▶ STATED TASK:
Return, in full, each line of the listing below that contains the word "trunk". The match is case-sensitive.

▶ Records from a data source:
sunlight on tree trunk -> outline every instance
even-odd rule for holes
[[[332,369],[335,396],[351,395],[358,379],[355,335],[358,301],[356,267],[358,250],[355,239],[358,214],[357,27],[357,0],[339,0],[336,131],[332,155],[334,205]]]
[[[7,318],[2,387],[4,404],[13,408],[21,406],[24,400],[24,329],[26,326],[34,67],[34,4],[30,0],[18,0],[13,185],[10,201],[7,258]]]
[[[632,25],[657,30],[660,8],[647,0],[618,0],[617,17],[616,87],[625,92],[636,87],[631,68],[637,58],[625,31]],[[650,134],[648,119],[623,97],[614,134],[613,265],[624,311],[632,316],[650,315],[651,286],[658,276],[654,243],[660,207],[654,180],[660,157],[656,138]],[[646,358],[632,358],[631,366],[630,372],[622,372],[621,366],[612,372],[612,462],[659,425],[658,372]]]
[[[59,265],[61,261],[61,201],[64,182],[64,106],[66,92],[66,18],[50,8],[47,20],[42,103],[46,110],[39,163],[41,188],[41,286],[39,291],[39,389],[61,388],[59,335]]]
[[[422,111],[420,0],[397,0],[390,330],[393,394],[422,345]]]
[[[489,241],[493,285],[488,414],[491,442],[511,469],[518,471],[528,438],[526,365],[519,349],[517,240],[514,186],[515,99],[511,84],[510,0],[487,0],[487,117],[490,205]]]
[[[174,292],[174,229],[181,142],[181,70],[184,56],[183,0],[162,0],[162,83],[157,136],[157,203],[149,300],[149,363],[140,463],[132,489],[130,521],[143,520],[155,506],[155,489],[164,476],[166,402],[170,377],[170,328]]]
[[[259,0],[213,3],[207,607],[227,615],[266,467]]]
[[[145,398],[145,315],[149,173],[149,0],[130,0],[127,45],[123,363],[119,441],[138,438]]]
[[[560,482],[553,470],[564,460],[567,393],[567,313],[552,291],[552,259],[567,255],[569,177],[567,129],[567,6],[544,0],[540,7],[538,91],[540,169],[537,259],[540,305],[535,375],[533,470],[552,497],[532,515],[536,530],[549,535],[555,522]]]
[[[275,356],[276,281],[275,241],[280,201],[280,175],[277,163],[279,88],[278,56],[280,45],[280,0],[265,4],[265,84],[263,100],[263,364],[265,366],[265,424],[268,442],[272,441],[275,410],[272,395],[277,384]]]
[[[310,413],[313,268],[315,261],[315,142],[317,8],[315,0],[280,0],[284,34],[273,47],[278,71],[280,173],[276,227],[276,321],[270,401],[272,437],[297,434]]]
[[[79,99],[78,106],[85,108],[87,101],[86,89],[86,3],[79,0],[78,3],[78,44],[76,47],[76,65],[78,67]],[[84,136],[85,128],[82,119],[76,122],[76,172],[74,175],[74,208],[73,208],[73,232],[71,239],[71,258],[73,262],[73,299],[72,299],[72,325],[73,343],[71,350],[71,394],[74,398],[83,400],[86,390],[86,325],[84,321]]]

▶ FINISHED EXERCISE:
sunlight on tree trunk -> outline every instance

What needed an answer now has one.